Task details: Copy the entries below word for word, from the line containing "Phrase: sliced almond" through the last line of the entries, including both of those lines.

Stored records:
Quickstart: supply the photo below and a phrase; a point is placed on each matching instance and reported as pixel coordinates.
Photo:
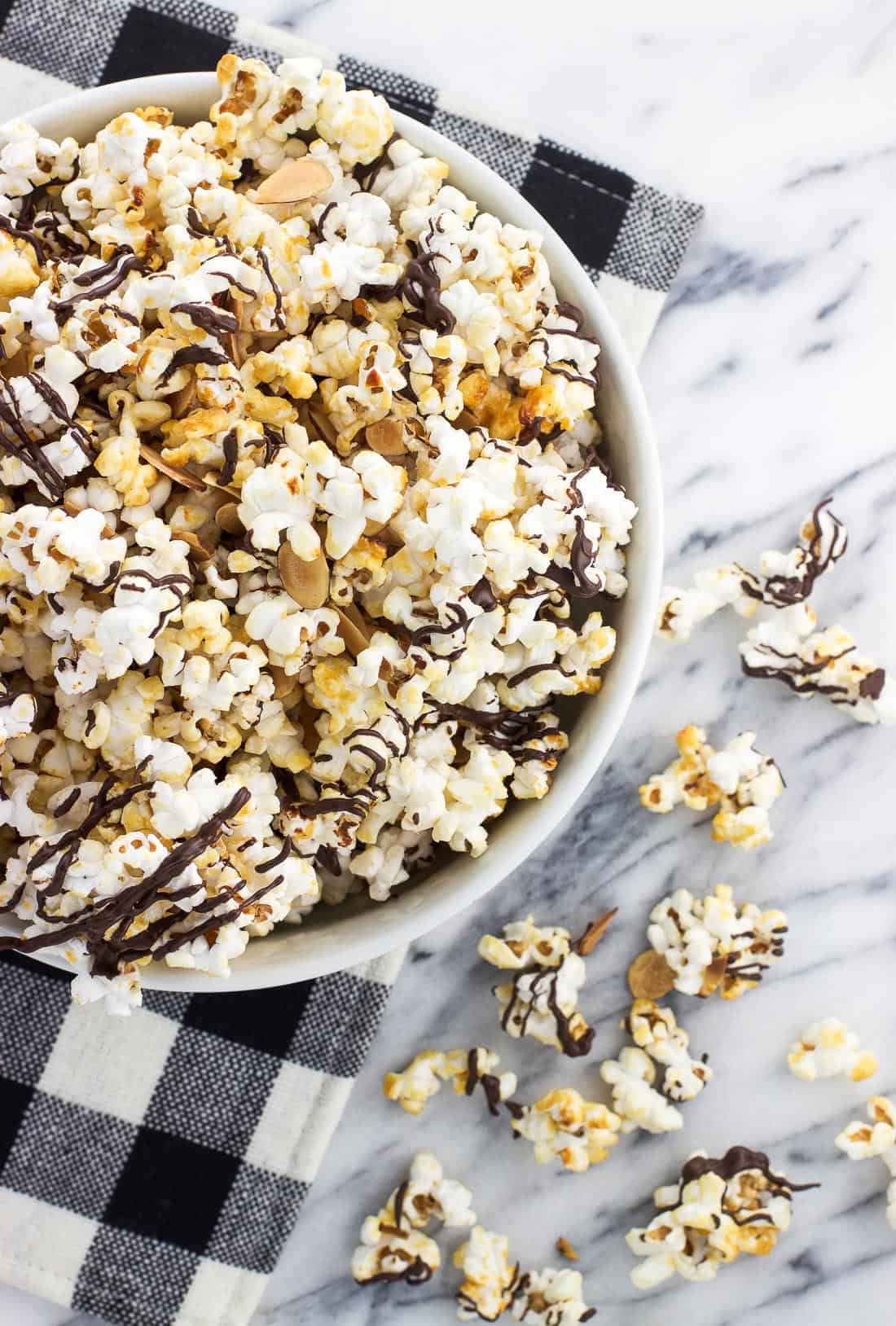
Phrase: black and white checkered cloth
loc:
(152, 1167)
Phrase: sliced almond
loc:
(305, 582)
(199, 551)
(181, 476)
(227, 517)
(386, 438)
(566, 1249)
(353, 629)
(595, 933)
(714, 977)
(650, 977)
(295, 182)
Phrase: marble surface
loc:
(771, 382)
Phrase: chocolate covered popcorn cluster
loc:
(707, 944)
(718, 1210)
(302, 521)
(394, 1244)
(549, 971)
(739, 779)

Worked answer:
Phrase: sliced almond
loc:
(305, 582)
(199, 551)
(181, 476)
(227, 517)
(386, 438)
(566, 1249)
(353, 629)
(595, 933)
(714, 977)
(650, 977)
(295, 182)
Phrase: marble surface
loc:
(771, 382)
Phrase: chocolate covered popcorn cluster
loc:
(707, 944)
(718, 1210)
(302, 521)
(394, 1244)
(549, 971)
(739, 779)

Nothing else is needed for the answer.